Prompt 1: In the forum thread about measurements for the lottery picks, what wingspan is given for James Lang?
Prompt 2: Continue the forum thread about measurements for the lottery picks from its final line.

Passage to read:
+ + +
# Measurements for the lottery picks?



## alchemist (Apr 11, 2003)

The 'lottery picks' were supposed in Chicago today, does anyone have their measurements?

Jumaine Jones says LeBron is only about 6'5"...but he'll still be the #1 pick, even is he measured in a 6'2". I'm interested to see where big Pavel and the others size up.


----------



## thekid (Apr 3, 2003)

Yes, those measurements would be nice to see.


----------



## thekid (Apr 3, 2003)

Anyone?


----------



## Balla123456789 (Jul 15, 2002)

*Here is something*

"He's huge," said Central Michigan center Chris Kaman, expected to be drafted in the top 10. "He's 7-5 and he's got a (standing reach) of 10 feet (actually 9 feet, 8 inches as measured by NBA officials)."
http://www.rockymountainnews.com/drmn/nuggets/article/0,1299,DRMN_20_2020618,00.html

So they have benn measured just they haven't been realeased


----------



## spartanfan2003 (Jul 12, 2002)

James Lang is only 6-8!


----------



## Bigballershotcaller (Apr 25, 2003)

Everyone turned on me when i stated that melo was not consenous number 3 and I like my raps situation we could either get the big serbian bull or we get melo


----------



## thekid (Apr 3, 2003)

And so James Lang is 6'8.25" without shoes, it really isn't a big deal. In shoes, he's 6'9. The NBA lists players with shoes on, and there are countless players in the NBA that are 6'9. Plus, Lang's wingspan is 7'6.25" which is remarkable. The only problem I have with his measurements would be his weight, but thats obvious.


----------



## bball43jones (Jun 2, 2003)

Carmelo measured at 6'6", 7' wingspan, 8'91/2" reach.

http://www.denverpost.com/Stories/0,1413,36~90~1442249,00.html


----------



## Pumpkin_Escobar (Jun 8, 2003)

Also James Lang is only what, 18 or 19. He has plenty of time to grow and get taller.


----------



## dmilesai (Jul 19, 2002)

> Originally posted by <b>Profanity</b>!
> Also James Lang is only what, 18 or 19. He has plenty of time to grow and get taller.


It's possible, but not likely.


----------



## Balla123456789 (Jul 15, 2002)

*Here are 2 more*

Chris Bosh is 6-11 and a 1/2 in shoes
Michael Sweetney 6-8 in shoes.

Also The Heat attended a Saturday workout in Chicago by Polish forward Maciej Lampe. The 7-footer displayed a deft shooting touch in previous workouts, but also proved unable to dunk when jumping off one foot. That's kinda weird.


----------



## suspect (Sep 10, 2002)

Can't Lampe dunk jumping off one foot?????  
That's pretty bad considering he's a 7 footer......


----------



## connseanery (May 24, 2003)

Seems Lampe is a really poor athlete. I'm not sure which position he would play in the pros. Dirk Nowitzki is a solid athlete and he's still a poor defender. Imagine him with no athletic ability and you've got the problem with Lampe.


----------



## Tom (Jul 15, 2002)

> Originally posted by <b>suspect</b>!
> Can't Lampe dunk jumping off one foot?????
> That's pretty bad considering he's a 7 footer......
+ + +
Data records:
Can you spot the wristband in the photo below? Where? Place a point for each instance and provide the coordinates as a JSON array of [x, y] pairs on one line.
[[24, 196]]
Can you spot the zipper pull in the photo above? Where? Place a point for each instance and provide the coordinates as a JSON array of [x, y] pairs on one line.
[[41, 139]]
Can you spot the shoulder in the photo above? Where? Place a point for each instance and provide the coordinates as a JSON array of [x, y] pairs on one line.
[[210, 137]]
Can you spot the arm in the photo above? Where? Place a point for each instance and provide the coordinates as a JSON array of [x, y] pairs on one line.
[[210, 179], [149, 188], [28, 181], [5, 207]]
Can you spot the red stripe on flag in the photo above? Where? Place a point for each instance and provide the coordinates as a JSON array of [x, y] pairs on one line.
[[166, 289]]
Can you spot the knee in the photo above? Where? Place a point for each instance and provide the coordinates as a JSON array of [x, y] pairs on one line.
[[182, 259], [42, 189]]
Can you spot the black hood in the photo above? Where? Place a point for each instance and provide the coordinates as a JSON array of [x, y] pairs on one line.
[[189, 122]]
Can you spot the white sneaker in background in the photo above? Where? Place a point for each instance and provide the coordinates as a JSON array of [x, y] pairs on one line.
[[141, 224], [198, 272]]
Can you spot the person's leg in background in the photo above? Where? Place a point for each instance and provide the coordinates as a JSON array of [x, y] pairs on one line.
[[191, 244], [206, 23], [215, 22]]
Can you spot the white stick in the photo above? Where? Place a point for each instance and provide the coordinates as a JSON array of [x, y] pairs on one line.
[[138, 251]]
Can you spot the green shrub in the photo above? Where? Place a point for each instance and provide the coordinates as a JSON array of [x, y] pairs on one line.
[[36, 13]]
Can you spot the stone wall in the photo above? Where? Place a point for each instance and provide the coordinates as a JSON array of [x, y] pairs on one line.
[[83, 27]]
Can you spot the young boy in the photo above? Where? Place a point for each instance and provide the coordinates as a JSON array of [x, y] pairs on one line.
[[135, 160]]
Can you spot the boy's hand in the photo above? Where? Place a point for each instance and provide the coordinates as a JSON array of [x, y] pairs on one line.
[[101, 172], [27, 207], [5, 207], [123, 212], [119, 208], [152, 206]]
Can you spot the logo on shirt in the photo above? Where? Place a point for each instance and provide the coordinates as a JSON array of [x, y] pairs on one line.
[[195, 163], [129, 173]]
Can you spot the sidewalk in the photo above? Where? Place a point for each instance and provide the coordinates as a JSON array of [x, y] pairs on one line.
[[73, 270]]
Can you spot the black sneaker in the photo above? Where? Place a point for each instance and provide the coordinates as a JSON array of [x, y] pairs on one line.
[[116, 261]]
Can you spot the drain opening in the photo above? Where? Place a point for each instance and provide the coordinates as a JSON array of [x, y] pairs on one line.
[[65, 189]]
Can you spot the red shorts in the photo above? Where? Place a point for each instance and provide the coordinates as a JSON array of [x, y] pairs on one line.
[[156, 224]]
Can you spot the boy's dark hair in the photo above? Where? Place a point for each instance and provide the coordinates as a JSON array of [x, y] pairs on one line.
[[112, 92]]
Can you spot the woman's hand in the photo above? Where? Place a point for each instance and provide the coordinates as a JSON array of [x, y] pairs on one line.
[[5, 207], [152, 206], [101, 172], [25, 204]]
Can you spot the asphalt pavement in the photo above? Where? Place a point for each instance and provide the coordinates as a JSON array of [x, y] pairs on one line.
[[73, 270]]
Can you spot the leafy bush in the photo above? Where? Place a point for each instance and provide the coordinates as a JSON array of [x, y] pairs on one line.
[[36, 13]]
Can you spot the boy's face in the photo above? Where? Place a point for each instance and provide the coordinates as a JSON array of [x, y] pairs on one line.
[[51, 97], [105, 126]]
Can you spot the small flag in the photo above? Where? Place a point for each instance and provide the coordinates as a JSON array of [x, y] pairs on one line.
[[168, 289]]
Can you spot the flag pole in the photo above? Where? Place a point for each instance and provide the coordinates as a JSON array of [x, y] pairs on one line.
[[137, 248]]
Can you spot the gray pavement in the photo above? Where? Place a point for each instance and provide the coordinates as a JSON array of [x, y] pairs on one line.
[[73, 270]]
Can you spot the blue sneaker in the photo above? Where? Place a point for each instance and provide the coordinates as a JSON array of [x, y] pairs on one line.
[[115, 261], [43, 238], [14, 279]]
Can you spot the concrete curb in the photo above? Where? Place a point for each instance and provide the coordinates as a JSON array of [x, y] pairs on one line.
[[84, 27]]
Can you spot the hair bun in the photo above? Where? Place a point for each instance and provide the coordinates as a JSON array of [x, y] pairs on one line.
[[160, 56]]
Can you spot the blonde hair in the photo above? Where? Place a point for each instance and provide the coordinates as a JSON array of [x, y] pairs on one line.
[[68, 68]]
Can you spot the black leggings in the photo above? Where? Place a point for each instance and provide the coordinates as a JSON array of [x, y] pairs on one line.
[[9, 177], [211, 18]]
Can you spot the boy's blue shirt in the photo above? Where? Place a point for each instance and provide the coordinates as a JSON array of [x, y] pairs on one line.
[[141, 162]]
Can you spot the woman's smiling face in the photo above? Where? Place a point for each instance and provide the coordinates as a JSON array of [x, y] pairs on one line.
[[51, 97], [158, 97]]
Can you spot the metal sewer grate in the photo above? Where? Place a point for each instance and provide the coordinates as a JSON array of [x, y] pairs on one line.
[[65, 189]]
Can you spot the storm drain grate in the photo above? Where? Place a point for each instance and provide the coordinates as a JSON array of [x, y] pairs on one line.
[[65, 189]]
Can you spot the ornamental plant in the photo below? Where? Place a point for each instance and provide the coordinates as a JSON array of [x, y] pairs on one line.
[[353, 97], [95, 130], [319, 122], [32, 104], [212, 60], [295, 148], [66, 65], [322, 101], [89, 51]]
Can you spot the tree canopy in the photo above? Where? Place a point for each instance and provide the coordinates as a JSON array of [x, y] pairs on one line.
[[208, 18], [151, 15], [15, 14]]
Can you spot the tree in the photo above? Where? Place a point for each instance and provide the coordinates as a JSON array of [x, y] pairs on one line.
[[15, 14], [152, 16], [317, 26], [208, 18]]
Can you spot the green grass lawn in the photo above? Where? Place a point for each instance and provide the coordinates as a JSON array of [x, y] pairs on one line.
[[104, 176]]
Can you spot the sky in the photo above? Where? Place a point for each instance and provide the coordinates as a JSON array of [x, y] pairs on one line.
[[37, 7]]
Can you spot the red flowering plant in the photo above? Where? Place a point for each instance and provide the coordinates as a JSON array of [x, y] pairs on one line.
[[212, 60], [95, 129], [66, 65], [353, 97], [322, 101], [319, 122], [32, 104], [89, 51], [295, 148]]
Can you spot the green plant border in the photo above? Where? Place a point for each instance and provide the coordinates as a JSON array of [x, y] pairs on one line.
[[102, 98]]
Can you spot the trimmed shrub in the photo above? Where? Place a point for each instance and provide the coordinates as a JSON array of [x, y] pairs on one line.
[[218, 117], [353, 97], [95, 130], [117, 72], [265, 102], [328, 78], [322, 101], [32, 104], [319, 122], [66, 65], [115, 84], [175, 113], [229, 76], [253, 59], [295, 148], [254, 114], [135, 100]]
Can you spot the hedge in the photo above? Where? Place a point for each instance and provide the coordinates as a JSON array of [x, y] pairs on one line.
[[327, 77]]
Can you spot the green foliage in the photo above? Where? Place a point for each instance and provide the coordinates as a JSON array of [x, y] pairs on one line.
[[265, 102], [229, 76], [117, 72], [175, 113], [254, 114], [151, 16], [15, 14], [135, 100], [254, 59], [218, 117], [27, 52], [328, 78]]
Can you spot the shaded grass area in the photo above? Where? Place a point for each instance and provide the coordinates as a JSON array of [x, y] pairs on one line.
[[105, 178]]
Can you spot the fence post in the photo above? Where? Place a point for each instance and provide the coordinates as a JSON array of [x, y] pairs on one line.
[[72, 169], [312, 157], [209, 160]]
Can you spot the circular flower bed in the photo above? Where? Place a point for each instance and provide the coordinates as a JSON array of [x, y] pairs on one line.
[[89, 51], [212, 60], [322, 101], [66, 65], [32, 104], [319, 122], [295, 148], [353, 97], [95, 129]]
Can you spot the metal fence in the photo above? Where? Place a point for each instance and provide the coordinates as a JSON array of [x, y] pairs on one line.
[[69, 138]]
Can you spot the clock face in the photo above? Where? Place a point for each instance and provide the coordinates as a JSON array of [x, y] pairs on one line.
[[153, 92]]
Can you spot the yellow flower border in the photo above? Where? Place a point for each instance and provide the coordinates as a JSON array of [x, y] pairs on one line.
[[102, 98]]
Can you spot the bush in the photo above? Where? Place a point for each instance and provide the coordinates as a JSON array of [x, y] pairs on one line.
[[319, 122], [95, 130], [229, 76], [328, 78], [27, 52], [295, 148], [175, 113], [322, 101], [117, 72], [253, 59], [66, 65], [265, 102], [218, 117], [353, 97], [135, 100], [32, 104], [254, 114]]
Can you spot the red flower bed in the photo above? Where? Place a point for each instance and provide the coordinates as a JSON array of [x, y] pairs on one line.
+ + +
Exercise answer 1: James Lang's wingspan is given as 7'6.25".

Exercise answer 2:
This guy has to drop right out of the first round for that....geez, that is pathetic.


----------



## dmilesai (Jul 19, 2002)

> Originally posted by <b>Tom</b>!
> 
> 
> This guy has to drop right out of the first round for that....geez, that is pathetic.


:yes:


----------



## suspect (Sep 10, 2002)

> Originally posted by <b>Tom</b>!
> 
> 
> This guy has to drop right out of the first round for that....geez, that is pathetic.


Hey I didn't say Maciej "AIR" Lampe has to drop out of the first round because of his poor athleticism.........


----------



## Tom (Jul 15, 2002)

> Originally posted by <b>dmilesai</b>!
> 
> 
> :yes:



OK, Maybe i was too harsh..i'm sure he has one heckuva SET-SHOT!  :grinning:


----------



## connseanery (May 24, 2003)

He's a poor man's Danny Ferry. Someone buy him the Air Alert jump training program.


----------



## Tom (Jul 15, 2002)

> Originally posted by <b>connseanery</b>!
> He's a poor man's Danny Ferry. Someone buy him the Air Alert jump training program.



or lower the rims...Cool name you have by the way Connseanery.


----------



## thekid (Apr 3, 2003)

Felton Spencer! Felton Spencer!


----------



## bigbabyjesus (Mar 1, 2003)

> For Bosh, who measured at a surprising 6-11/2 in shoes, the issue is his lithe 225-pound frame.
> 
> "I guess there's a debate about whether I'm a small forward or a power forward," he said. "The only way to decide is to play both. I'm thinking it will be power forward. At the beginning stages, it's going to be tough. My immediate goal is to get to 235."


Bosh gained 15 pounds? impressive.


----------



## Siouxperior (Jan 15, 2003)

As expected, Texas sophomore point guard T.J. Ford came up a little short, measuring at 5 feet, 11 inches without shoes and 61/4 with shoes.

This has helped his stock imo


----------



## Ryoga (Aug 31, 2002)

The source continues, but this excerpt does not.